[EXERCISE OBJECTIVE]: Every entry below must be copied exactly, with nothing left out.

[MATERIAL FOR THE TASK]:
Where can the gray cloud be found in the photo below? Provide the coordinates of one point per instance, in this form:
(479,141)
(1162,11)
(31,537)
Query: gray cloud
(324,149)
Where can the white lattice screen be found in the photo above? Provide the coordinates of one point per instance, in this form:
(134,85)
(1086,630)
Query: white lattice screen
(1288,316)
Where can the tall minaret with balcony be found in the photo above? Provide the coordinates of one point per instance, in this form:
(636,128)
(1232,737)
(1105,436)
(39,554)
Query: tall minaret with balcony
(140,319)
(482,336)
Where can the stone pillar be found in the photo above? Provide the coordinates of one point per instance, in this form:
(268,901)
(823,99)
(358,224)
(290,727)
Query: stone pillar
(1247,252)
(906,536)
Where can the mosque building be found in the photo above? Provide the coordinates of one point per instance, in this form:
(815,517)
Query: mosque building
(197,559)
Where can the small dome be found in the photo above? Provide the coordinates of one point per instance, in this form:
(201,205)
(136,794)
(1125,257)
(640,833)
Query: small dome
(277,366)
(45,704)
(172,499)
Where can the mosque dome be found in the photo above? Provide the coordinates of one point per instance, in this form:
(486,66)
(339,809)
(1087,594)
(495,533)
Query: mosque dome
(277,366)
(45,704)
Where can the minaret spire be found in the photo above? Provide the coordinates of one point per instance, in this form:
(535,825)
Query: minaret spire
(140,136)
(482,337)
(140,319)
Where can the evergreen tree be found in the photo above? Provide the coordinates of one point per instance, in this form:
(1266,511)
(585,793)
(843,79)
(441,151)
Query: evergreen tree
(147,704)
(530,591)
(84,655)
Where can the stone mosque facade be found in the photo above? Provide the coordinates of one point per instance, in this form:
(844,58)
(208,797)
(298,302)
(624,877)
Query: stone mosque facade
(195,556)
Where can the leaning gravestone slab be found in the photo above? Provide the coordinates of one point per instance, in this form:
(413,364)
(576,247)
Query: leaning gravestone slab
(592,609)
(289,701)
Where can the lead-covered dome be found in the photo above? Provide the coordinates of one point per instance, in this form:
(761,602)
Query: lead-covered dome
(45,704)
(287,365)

[TASK RESULT]:
Where can the gray cloud be found in the photo below? Provide the coordinates of one point per instance, in this form:
(479,141)
(1162,11)
(31,537)
Query: gray cloud
(324,149)
Where can the white lattice screen be found in the photo above? Provide the coordinates of one point per instance, in this form:
(134,85)
(1086,630)
Query: white lattice screen
(1288,316)
Where can the tall minaret with balcony be found in the photo above? Provide the coordinates of one point per instance, in this form:
(636,128)
(1232,737)
(1105,436)
(39,554)
Query: tall minaret with balcony
(140,319)
(482,336)
Where can the stone pillar be found in the photo above? Provide the coordinates of one point per instance, in this form:
(268,901)
(823,99)
(358,224)
(290,727)
Query: stone pillar
(1247,252)
(906,536)
Where can the mosque building be found in the photo above? Provide the coordinates of one point per instance, in this form:
(815,517)
Query: mosque building
(197,559)
Where can the small dome be found in the photo above? Provide the coordinates of one point per instance, in this form:
(201,205)
(136,794)
(1125,257)
(640,833)
Query: small dome
(277,366)
(45,704)
(172,499)
Where can the mosque dome be found in the photo above? Provide the coordinates of one point per instance, in this form:
(486,66)
(339,809)
(1087,594)
(495,533)
Query: mosque dome
(277,366)
(45,704)
Where can the minaret spire be found in the photo above? Provide the coordinates of one point per instance, in this form:
(535,825)
Query: minaret spire
(140,136)
(482,337)
(140,319)
Where can the evergreen tree be found in the photo above? Provide the coordinates of one point per instance, in this form:
(1266,511)
(585,793)
(843,79)
(441,151)
Query: evergreen tree
(147,704)
(530,591)
(84,655)
Where can the stone mosque facade be found in the photo above? Provide the coordinates of one point per instance, in this form:
(844,58)
(208,797)
(298,302)
(624,877)
Query: stone mosque facade
(195,556)
Where can the leaning gravestone slab be found in the photo above? Provide the coordinates of one point per instance, in this form:
(413,364)
(576,247)
Query: leaning gravestone slab
(592,609)
(289,701)
Where can the lead-covered dome be found in the photo above? Provide the coordinates of one point per instance, in this form:
(761,602)
Query: lead-covered dome
(45,704)
(287,365)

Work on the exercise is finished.